MULTICULTURALISMO FALHADO
Encontramo-nos no Início dum novo Maio de 68
António Justo
O multiculturalismo „falhou redondamente”, acaba de dizer a chanceler alemã.
Isto significa a repulsa dum multiculturalismo de costas viradas uns para os outros e a afirmação dum interculturalismo aberto nos dois sentidos. A Europa perdeu demasiado tempo no jogo do pingue-pongue político que apostava numa tolerância que não passava de comodismo e indiferença.
Também a Chanceler Angela Merkel, na sequência de outros políticos e intelectuais, faz passar a mensagem, aos imigrantes de cultura árabe, de que não podem continuar a viver na Alemanha sem aceitarem os valores da Constituição alemã. O Presidente alemão, de visita à Turquia, fará lá passar a mesma mensagem e exigirá sinais concretos da sociedade turca no sentido de deixarem de perseguir os cristãos e as minorias.
A mensagem transmitida por Merkel aos Cristãos-Democratas (CDU) é uma resposta à voz do povo. Exige que os turcos aceitem que a Alemanha se orienta por ” valores cristãos”. Repete o apelo doutros políticos ao insistirem que aprendam a língua alemã. Esquece, porém, que na França a população islâmica fala bem o francês e os problemas ainda são maiores.
Assiste-se a um fenómeno novo na sociedade alemã. Toda a sociedade fala dos problemas da divisão da sociedade alemã, fala de xenofobia e da xenofilia. Em Hamburgo o povo impede uma reforma escolar do governo, em Estugarda o povo manifesta-se de maneira premente contra um projecto esbanjador de dinheiros públicos no plano megalómano da construção duma nova estação de comboio. Os 650 mil livros de Sarrazin com estatísticas sobre a realidade migrante e os problemas do precariado manifestam a impaciência dum povo demasiado habituado a ser açaimado com uma moral ideológica dos meninos-bem do pós-guerra.
Os políticos cada vez têm menos mão no povo, por isso vêem-se obrigados a descer à rua. Encontramo-nos nos começos dum Maio 68 diferente.
Na realidade assistimos a uma classe média apoquentada e desesperada perante uma economia e uma política distante de todos. A classe média, que era tradicionalmente a portadora de cultura e do bem-estar, constata que os seus filhos se encontram cada vez com menos perspectivas e em situação precária.

• EXCERTO DE ORIGEM:
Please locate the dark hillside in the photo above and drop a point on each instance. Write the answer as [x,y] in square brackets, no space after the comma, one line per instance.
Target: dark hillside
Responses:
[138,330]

• DESCRIÇÃO DA TAREFA:
Dê seguimento ao texto sobre o fracasso do multiculturalismo na Alemanha, começando logo após a última frase apresentada. O material não tem aqui qualquer papel.

• RESPOSTA ESPERADA:
Uma sociedade, mais adulta, verifica também que os políticos não têm poder nem capacidade para domarem um turbo-capitalismo feroz e um liberalismo desumano.
O estado social que a velha burguesia criou na Europa encontra-se ameaçado. Por um lado a política desmiola-o e parte da migração vive dele; ao contrário do que acontece no Kuwait, USA, Canadá, e outros países fora da Europa. O bem-estar social alemão foi criado pelas pessoas simples . Os novos ricos desprezam tudo o que é povo!
Um jornalismo de ânimo leve fala com facilidade de xenofobia. Quem vê na discussão pública alemã um discurso anti-imigração não se deu conta ainda do que se passa na Alemanha nem dos verdadeiros problemas que preocupam o povo.
A radicalização do discurso público é uma resposta aos radicais da economia e da ideologia. Corresponde a um atestado de incompetência e de desconfiança nas pseudo-elites irresponsáveis e sem personalidade. O povo sacode os políticos e os intelectuais para que se dêem conta do que se passa.
António da Cunha Duarte Justo
antoniocunhajusto@googlemail.com
Caro António Justo,
Compreendi bem as suas palavras e as razões do radicalização do discurso público.
Mas….será que o modelo de sociedade multicultural não permite o diálogo e a convivência entre as comunidades? Teremos que optar entre o direito de fazer exigências ou a prioridade do dialogo?
O radicalismo do discurso e a xenofobia não é um problema só da Alemanha. É também de outros países europeus.
Contudo a formação da Europa surgiu da multiculturalidade. E as guerras também! Será que a Europa não consegue gerir os valores da multiculturalidade? Será que esta intolerancia não comstitui uma ameaça à “construção” da União Europeia?
Já o Canadá , o Brasil, os EUA, etc. conseguiram gerir melhor a multiculturalidade dos milhões de seus imigrantes.
A Europa vai bem?
Saudações,
Margarida
Prezada Margarida,
O problema começa pela definição de sociedade multicultural e de cultura.
Quanto a diálogo não o tem havido. Os alemães com o medo de serem apelidados de racistas e com o complexo de culpa herdada da segunda guerra mundial não se atreveram a discutir deixando-os andar à vontade. Um pressuposto essencial para o diálogo é a abertura das duas partes e o interesse no diálogo. Na Alemanha, a nível de imigrantes há diálogo e interesse de parte a parte; a maioria turca não se abre e quando o faz é apenas no trabalho ou por interesse próprio. Mesmo nas tentativas que associações e famílias alemãs tomam para os convidar, só aparecem os representantes, sem o povo; se, por acaso, o homem visita uma família alemã não retribui o convite para a própria família. (De notar que os migrantes turcos provêm das partes mais conservadoras e atrasadas da Turquia e muitos conservadores turcos têm mais hipótese de defender os seus hábitos tradicionais na Alemanha que na Turquia (uso do lenço nas escolas…). Até princípios de 80 a emigração dava-se para as empresas de trabalho. A partir da crise do petróleo a imigração turca continuou mas mais para as instituições sociais.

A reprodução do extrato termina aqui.